(GOAL) Return nothing but the lines from the line containing "Target: empty glass" through the last line of the records, reproduced exactly.

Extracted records

---

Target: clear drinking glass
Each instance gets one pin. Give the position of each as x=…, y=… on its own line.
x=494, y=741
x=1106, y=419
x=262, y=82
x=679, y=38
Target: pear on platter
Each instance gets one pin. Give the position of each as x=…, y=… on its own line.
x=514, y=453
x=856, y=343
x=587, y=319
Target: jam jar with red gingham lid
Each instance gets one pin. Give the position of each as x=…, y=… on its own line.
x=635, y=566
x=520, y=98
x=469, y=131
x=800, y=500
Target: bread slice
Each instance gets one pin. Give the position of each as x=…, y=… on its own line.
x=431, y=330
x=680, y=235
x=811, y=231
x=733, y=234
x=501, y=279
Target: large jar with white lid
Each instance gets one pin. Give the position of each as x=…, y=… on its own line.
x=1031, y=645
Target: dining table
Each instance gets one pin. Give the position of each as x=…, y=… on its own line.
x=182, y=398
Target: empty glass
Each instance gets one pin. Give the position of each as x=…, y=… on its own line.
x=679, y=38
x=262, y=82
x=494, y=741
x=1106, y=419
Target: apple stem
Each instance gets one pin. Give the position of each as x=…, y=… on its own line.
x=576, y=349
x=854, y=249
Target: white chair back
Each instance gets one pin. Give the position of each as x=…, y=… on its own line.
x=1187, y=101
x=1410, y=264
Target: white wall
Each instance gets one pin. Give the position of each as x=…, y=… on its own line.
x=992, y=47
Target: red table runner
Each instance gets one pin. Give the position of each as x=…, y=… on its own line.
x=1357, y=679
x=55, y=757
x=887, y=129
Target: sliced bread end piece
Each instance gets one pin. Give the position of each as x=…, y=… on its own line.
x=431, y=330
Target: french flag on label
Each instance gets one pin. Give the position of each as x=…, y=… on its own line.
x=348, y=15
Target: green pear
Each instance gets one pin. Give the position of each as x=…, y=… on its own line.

---

(RESPONSE TO THE TASK)
Target: empty glass
Each instance gets one pin. Give the position of each as x=…, y=… on its own line.
x=679, y=38
x=262, y=82
x=494, y=741
x=1106, y=419
Target: apple stem
Each instance gets one pin. Give the position of each as x=…, y=… on its own line.
x=576, y=349
x=854, y=249
Target: white chair back
Each instance gets one pin. Give the position of each as x=…, y=… on its own line.
x=1187, y=101
x=1410, y=264
Target: white wall
Each instance gets one pin. Give the position of each as x=…, y=… on its own line.
x=992, y=47
Target: red table runner
Each instance gets one pin. Give the position of each as x=…, y=… on its own line.
x=1357, y=679
x=55, y=757
x=887, y=129
Target: sliced bread end piece
Each instance gets one pin. Give the position of each as x=…, y=… on its own line.
x=431, y=330
Target: french flag on label
Each instance gets one pin. Give the position of each as x=…, y=… on its own line.
x=348, y=15
Target: green pear
Each instance gets one pin. Give the position of each as x=…, y=… on its own line.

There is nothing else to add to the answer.